▸ **PASSAGE FOR REVIEW**:
How optimization works

Understanding how optimization really works in AutoRAG can be great for writing your own configuration YAML file. In this documentation, you can learn about how AutoRAG works under the hood.

Swapping modules in Node

Advanced RAG

Here is the diagram of the overall AutoRAG pipeline. Each node represents a node, and each node’s result is passed to the next node.

Do I need to use all nodes?

No. The essential node for the ‘working’ RAG pipeline is retrieval, prompt maker and generator.

The other nodes are optional, so you can add it for the better performance.

But remember, you can set multiple modules and multiple parameters in each node. And you get the best result among them.

To achieve this, AutoRAG first makes all possible combinations of modules and parameters in each node. Then, it runs the pipeline with each combination and gets the result. Finally, it selects the best result among them with the given strategies.

Let me show you an example.

modules:
- module_type: llama_index_llm
  llm: [openai]
  model: [gpt-3.5-turbo-16k, gpt-3.5-turbo-1106]
  temperature: [0.5, 1.0, 1.5]

In this YAML file, there is a llama_index_llm module and parameters in it. AutoRAG automatically generates combinations of each parameter.

▸ **YOUR TASKS**:
**a)** Copy word for word the portion of the AutoRAG optimization page that opens with the words containing "Swapping modules in" and closes with "maker and generator.".
**b)** Summarize the AutoRAG optimization page in two sentences.
**c)** Extend the AutoRAG optimization page by continuing its explanation past its final sentence.

▸ **COLLECTED MATERIAL**:
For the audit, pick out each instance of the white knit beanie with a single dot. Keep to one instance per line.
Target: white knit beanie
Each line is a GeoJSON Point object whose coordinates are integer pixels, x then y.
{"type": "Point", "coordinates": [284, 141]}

▸ **TASK-BY-TASK ANSWERS**:
**a)**
Swapping modules in Node

Advanced RAG

Here is the diagram of the overall AutoRAG pipeline. Each node represents a node, and each node’s result is passed to the next node.

Do I need to use all nodes?

No. The essential node for the ‘working’ RAG pipeline is retrieval, prompt maker and generator.

**b)** In the AutoRAG pipeline, each node's result is passed to the next node; only the retrieval, prompt maker and generator nodes are essential, and the others are optional. Because each node can hold multiple modules and parameters, AutoRAG makes every possible combination, runs the pipeline with each one and selects the best result using the given strategies.

**c)**
combinations = [
    {
        'module_type': 'llama_index_llm',
        'llm': 'openai',
        'model': 'gpt-3.5-turbo-16k',
        'temperature': 0.5
    }, {
        'module_type': 'llama_index_llm',
        'llm': 'openai',
        'model': 'gpt-3.5-turbo-16k',
        'temperature': 1.0
    }, {
        'module_type': 'llama_index_llm',
        'llm': 'openai',
        'model': 'gpt-3.5-turbo-16k',
        'temperature': 1.5
    }, {
        'module_type': 'llama_index_llm',
        'llm': 'openai',
        'model': 'gpt-3.5-turbo-1106',
        'temperature': 0.5
    }, {
        'module_type': 'llama_index_llm',
        'llm': 'openai',
        'model': 'gpt-3.5-turbo-1106',
        'temperature': 1.0
    }, {
        'module_type': 'llama_index_llm',
        'llm': 'openai',
        'model': 'gpt-3.5-turbo-1106',
        'temperature': 1.5
    }
]

See all the combinations? Now, AutoRAG runs each combination of modules and parameters one by one. You can see the results in the summary.csv file.

Pass the best result to the next node

The best result from the previous node is passed to the next node. It means that the next node uses the best result from the previous node as input.

In this way, each node does not have to know how the input result is generated. Think of it as one of Markov Chain, which only needs the previous state to generate the next state. The node itself does not need to know the whole pipeline or the previous states.

Why do we choose this method? We know that the previous node result affects the next node result, and it does not always guarantee the best result. For example, if the node choice was B and the next was A. But it can be possible that the best is A - A combination.

However, testing all combinations with all nodes can cause too many combinations and retries. Our goal is to find the optimal pipeline, not ‘the best pipeline’ for the given time and resources.

Evaluate Nodes that can’t evaluate

Some nodes, like query_expansion or prompt_maker can’t be evaluated directly. If you want to evaluate these nodes directly, you have to build ground truth values for it. Like ‘ground truth of expanded query’ or ‘ground truth of prompt.’

And it is a hard job. You know, making retrieval gt and generation gt is still hard.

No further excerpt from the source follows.